> **EXERCISE REQUIREMENTS**: How many lines in the records below contain the string "complex"? Give only the number.
····················
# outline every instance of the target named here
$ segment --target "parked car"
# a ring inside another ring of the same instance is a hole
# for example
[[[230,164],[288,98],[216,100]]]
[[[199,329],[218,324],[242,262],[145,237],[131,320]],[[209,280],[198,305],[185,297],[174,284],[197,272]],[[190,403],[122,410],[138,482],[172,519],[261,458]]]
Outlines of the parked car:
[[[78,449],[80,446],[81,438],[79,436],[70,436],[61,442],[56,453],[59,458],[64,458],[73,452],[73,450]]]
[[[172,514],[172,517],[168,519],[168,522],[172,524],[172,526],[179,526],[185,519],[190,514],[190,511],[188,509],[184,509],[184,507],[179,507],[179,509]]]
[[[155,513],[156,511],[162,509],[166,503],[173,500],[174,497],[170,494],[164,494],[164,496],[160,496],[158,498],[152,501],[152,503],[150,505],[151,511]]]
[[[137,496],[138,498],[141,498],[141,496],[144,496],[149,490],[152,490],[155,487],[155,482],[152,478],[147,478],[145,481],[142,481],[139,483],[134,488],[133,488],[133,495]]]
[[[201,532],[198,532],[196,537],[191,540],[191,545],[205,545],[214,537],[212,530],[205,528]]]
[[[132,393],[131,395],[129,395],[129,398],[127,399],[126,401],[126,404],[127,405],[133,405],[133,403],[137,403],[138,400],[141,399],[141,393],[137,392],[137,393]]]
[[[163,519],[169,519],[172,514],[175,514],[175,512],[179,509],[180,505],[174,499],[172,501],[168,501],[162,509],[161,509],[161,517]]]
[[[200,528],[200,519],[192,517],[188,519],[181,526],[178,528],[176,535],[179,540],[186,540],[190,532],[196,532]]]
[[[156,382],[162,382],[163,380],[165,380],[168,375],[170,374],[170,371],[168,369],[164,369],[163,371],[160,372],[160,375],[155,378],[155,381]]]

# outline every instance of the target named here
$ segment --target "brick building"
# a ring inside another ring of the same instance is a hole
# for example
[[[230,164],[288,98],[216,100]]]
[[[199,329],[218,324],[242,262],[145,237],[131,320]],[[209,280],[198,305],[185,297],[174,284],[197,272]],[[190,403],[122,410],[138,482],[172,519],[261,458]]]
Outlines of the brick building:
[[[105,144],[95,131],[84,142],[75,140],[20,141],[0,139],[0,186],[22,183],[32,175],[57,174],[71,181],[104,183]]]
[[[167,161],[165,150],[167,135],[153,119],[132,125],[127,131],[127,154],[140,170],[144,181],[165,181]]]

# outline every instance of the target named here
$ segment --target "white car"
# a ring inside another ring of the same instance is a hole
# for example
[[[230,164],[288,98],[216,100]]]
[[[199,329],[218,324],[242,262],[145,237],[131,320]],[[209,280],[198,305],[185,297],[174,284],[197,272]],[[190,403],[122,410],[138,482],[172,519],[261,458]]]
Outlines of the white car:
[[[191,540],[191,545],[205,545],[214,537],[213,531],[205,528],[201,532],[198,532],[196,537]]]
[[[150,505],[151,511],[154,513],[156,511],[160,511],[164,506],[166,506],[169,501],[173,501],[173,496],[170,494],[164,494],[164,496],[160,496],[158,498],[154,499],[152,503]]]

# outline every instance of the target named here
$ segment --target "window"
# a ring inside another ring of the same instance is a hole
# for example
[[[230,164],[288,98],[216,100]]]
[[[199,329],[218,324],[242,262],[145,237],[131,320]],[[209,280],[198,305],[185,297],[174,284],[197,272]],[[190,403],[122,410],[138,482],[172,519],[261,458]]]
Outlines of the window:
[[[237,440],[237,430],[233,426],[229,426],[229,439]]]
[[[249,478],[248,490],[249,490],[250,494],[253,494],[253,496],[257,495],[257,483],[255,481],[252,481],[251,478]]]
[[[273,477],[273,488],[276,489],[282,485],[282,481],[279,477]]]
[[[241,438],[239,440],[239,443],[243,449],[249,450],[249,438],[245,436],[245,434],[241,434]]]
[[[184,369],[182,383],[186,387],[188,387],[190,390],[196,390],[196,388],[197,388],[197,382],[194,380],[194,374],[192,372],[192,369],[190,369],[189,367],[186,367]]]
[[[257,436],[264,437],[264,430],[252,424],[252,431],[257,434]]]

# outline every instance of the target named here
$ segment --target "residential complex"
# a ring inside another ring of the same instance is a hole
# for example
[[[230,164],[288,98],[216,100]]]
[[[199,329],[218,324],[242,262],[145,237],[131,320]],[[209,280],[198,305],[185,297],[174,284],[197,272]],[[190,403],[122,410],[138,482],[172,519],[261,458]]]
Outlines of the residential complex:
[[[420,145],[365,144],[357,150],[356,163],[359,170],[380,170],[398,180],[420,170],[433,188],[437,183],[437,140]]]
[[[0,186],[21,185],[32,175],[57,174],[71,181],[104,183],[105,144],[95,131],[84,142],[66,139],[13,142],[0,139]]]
····················
> **WRITTEN SOLUTION**: 2